- [What to work on]:
Your task is to tally the lines of the listing containing the word "bouquet" and report the figure alone.

Given information Start Marker

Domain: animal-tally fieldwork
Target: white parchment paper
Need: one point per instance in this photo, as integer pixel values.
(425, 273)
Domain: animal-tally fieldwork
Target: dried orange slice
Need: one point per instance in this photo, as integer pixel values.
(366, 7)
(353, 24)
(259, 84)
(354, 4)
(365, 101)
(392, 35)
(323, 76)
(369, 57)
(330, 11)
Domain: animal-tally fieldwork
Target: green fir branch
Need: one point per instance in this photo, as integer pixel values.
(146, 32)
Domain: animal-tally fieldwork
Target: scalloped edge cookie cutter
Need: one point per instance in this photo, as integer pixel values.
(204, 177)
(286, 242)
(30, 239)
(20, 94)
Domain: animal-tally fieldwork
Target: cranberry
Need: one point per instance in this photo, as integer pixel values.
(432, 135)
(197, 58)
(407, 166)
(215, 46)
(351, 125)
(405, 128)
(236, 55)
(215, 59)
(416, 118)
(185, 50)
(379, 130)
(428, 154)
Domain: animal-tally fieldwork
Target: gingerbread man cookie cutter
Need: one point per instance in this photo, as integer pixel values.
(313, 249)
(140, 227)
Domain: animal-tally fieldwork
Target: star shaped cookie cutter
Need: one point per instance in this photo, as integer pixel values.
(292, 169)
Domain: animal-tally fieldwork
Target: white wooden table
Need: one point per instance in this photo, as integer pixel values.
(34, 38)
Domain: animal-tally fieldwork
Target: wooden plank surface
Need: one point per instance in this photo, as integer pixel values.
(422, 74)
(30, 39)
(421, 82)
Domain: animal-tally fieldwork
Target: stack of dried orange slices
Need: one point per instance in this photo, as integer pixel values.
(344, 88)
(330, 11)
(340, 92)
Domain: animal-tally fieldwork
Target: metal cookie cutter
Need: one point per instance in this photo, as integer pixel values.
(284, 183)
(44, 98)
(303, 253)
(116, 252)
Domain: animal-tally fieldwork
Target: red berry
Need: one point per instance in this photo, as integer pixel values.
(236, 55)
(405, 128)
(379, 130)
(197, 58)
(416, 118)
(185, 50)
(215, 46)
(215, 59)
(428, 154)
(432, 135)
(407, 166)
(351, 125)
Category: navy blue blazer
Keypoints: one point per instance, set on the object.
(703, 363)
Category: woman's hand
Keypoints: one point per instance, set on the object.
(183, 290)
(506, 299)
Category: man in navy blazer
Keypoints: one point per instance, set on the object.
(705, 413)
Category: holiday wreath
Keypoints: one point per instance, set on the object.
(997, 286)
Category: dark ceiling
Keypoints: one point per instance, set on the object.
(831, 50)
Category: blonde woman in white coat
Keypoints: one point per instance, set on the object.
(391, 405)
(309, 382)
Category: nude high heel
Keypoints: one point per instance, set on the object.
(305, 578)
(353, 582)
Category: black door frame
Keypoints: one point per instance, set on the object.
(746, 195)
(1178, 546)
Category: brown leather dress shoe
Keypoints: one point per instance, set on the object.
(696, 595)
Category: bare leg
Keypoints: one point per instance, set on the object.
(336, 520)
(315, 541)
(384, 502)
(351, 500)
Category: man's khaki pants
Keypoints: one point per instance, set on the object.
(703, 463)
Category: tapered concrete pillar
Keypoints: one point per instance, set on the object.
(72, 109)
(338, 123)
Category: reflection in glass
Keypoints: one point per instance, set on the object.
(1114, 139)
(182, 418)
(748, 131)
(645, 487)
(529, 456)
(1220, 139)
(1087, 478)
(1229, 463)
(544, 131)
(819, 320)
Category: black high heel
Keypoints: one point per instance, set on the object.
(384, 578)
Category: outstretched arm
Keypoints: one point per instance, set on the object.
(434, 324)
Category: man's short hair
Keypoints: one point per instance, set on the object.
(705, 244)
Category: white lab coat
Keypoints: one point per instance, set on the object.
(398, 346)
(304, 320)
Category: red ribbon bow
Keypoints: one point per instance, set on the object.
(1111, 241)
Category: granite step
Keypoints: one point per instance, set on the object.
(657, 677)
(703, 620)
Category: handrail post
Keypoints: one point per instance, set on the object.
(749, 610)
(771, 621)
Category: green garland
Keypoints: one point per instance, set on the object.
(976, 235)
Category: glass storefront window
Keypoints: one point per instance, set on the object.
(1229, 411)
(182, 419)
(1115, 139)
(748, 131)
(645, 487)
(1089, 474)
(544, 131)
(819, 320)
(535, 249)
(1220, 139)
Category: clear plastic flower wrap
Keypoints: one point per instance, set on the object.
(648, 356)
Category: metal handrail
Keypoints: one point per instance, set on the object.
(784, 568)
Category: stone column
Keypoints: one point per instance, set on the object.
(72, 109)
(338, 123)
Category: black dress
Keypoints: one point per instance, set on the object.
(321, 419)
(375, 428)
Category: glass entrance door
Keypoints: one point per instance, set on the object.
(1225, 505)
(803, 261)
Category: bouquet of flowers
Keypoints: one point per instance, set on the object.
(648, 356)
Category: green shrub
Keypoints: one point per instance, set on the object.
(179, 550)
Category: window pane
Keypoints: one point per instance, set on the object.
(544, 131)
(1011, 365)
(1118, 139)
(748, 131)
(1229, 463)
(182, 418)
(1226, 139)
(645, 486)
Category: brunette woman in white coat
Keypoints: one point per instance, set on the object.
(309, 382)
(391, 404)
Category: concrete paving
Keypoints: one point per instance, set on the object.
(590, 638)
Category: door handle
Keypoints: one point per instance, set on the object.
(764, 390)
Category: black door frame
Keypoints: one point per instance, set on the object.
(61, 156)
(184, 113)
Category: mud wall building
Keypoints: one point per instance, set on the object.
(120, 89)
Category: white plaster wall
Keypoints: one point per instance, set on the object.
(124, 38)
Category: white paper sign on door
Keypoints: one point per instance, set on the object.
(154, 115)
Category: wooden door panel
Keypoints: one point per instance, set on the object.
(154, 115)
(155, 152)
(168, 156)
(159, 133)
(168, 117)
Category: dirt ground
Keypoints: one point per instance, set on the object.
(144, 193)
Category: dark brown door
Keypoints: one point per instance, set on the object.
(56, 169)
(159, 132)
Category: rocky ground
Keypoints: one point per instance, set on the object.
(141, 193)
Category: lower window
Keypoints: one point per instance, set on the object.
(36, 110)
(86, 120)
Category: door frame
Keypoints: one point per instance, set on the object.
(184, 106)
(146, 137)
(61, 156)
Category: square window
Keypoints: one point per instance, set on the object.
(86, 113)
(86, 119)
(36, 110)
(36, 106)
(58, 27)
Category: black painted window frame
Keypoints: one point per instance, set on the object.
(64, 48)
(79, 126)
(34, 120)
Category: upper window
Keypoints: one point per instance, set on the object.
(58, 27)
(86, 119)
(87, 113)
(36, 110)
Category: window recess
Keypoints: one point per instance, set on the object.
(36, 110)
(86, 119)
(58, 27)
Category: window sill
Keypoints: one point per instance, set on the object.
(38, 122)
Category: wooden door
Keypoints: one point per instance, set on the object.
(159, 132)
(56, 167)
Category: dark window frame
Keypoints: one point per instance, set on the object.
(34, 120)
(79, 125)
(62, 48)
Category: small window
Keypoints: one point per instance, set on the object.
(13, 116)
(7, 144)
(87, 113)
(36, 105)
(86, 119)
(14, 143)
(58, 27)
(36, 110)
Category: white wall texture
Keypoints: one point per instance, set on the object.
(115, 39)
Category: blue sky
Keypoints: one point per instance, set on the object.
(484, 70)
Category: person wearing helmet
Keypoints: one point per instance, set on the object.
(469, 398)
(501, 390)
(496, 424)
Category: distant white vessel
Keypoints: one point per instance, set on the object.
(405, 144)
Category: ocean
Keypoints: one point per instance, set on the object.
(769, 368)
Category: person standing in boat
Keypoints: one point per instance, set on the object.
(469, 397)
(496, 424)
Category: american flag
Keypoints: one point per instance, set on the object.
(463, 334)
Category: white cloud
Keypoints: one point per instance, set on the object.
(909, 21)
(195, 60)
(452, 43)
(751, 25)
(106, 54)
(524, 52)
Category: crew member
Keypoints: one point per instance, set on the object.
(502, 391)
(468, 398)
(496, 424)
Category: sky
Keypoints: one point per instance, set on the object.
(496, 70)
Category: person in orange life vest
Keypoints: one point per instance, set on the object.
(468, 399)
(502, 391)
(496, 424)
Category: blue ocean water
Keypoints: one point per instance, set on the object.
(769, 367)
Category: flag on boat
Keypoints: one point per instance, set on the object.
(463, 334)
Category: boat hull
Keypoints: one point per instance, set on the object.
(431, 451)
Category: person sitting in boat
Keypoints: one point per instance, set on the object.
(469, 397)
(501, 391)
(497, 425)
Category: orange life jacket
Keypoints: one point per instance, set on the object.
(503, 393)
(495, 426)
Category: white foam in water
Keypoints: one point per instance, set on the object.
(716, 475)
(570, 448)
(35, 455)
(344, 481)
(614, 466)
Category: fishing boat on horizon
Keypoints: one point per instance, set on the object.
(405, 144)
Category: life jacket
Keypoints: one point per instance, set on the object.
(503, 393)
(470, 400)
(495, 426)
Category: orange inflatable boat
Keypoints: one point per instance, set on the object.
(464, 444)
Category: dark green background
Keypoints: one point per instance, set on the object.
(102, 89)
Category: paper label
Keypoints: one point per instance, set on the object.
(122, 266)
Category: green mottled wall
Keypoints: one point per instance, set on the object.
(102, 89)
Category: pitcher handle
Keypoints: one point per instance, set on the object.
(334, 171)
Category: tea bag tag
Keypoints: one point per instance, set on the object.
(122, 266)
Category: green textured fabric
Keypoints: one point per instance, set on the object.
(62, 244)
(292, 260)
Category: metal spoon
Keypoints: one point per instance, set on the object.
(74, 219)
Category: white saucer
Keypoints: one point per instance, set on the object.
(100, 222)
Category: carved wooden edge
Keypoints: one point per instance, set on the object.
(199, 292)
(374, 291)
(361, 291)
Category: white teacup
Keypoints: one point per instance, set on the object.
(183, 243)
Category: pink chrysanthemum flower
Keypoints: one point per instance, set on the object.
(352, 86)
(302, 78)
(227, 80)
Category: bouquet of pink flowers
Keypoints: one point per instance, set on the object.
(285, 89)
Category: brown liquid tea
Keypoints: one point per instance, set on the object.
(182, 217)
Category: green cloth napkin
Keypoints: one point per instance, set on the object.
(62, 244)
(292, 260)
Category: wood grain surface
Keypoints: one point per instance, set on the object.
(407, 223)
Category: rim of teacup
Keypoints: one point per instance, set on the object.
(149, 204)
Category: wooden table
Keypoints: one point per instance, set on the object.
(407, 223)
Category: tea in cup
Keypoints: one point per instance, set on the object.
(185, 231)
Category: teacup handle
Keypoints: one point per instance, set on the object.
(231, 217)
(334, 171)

Given information End Marker

- [Completed task]:
2